GOAL » Copy each of the following lines word for word, keeping every character unchanged.

PROVIDED MATERIAL »
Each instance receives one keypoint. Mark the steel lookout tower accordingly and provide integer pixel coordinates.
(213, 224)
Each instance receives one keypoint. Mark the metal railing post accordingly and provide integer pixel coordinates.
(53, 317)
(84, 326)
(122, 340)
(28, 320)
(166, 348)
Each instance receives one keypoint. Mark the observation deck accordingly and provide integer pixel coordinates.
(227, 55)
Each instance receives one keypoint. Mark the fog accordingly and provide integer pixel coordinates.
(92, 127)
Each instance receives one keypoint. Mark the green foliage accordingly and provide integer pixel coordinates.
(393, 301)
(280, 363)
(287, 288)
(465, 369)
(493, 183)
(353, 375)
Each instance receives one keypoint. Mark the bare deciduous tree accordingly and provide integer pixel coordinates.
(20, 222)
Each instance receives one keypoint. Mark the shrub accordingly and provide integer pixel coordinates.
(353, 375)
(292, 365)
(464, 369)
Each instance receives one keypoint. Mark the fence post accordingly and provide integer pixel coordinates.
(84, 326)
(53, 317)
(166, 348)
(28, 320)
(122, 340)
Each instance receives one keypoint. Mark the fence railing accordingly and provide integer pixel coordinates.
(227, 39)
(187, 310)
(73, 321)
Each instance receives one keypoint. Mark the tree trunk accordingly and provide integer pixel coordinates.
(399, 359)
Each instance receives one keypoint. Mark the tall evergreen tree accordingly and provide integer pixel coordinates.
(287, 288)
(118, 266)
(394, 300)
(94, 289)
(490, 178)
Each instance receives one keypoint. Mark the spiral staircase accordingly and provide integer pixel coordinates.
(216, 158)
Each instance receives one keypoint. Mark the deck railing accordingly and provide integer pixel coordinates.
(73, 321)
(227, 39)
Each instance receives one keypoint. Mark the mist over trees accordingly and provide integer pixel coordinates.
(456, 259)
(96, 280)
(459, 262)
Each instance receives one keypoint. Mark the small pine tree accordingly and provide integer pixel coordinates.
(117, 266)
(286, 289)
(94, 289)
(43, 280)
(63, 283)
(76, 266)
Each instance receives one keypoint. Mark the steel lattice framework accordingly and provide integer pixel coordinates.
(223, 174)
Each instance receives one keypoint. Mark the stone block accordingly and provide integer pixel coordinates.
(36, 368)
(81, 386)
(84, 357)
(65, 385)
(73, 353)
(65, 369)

ANSWER TO THIS TASK »
Each instance receives one keypoint. Mark the steel lookout tower accordingly and provide integer pixel coordinates.
(213, 224)
Each instance receives one keypoint. Mark the metal railing post accordingly and provide integer pixel coordinates.
(53, 317)
(84, 326)
(122, 340)
(28, 320)
(166, 348)
Each instance receives one keypoint. Mark the observation deck accordingly and provide integer pixel coordinates.
(227, 55)
Each instance receives one keypoint. Mark the fog accordingly and provide integer pixel coordinates.
(92, 127)
Each instance receives one keypoint. Mark the green foliage accordingly and provide integer pixel coordinates.
(393, 301)
(280, 363)
(287, 288)
(465, 369)
(493, 183)
(353, 375)
Each instance receives one keypoint. Mark the bare deciduous tree accordingly and provide integer pixel coordinates.
(20, 222)
Each instance receives one keypoint. Mark the shrub accordingly and provide integer pixel coordinates.
(353, 375)
(292, 365)
(464, 369)
Each instance receives one keypoint. Mark the fence post accordingly and provide integer pixel coordinates.
(84, 326)
(53, 317)
(166, 348)
(28, 320)
(122, 340)
Each instance receives one keypoint. Mark the fence railing accordingly and provide integer pixel coordinates.
(227, 39)
(187, 310)
(73, 321)
Each instance receives one keypoint. Mark the tree trunk accordingly and provide integer pixel coordinates.
(399, 359)
Each instance receives one keypoint. Mark the tall evergreen tree accordingly and provide integer pixel coordinates.
(287, 288)
(118, 266)
(394, 300)
(94, 289)
(490, 178)
Each instance receives one keypoint. Mark the spiral staircase accordingly and provide integer pixel coordinates.
(216, 158)
Each instance receives one keypoint. Mark the deck railing accordingly and provide integer pixel coordinates.
(73, 321)
(227, 39)
Each instance receives one keypoint. Mark the mist over trees accordingly and provide integer pixel coordinates.
(456, 259)
(96, 280)
(459, 262)
Each instance receives one keypoint. Mark the small pine tree accordingly and provide integer pixel coordinates.
(117, 266)
(286, 289)
(94, 289)
(43, 280)
(63, 283)
(76, 266)
Each instance receives one keypoint. Mark the steel lattice framework accordingly and provide integer pixel coordinates.
(223, 174)
Each instance receives one keypoint. Mark the stone block accordingly and provide integer pixel coordinates.
(36, 368)
(81, 386)
(84, 357)
(65, 385)
(73, 353)
(65, 369)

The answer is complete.